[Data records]
*** Block opens ***

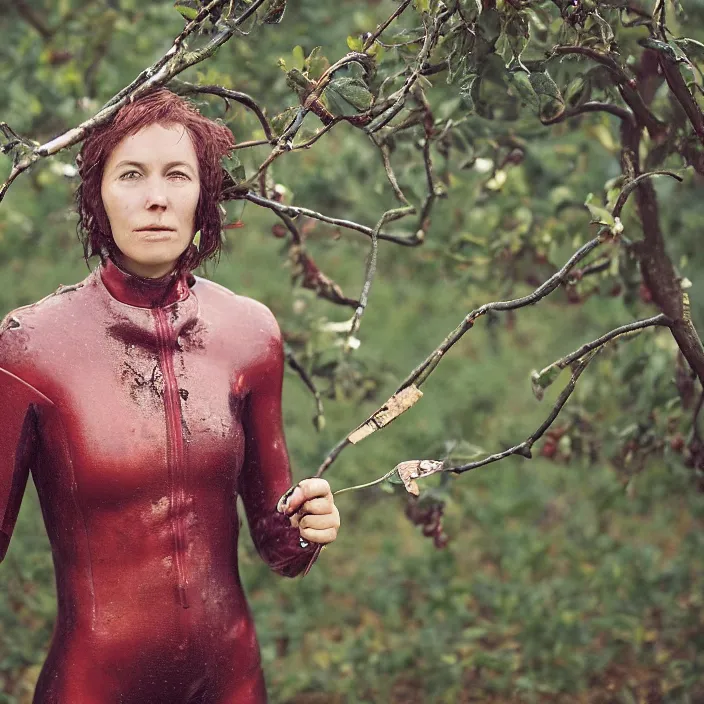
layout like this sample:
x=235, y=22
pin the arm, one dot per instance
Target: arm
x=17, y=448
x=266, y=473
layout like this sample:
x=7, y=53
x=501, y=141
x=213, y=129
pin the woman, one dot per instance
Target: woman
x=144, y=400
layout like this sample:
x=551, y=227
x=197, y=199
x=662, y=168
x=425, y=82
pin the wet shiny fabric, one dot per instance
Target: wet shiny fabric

*** Block closes ***

== What the task asks ==
Show each line of the records above containing "shiny".

== Your response ==
pin the wet shiny fabric, one dot per instance
Target: wet shiny fabric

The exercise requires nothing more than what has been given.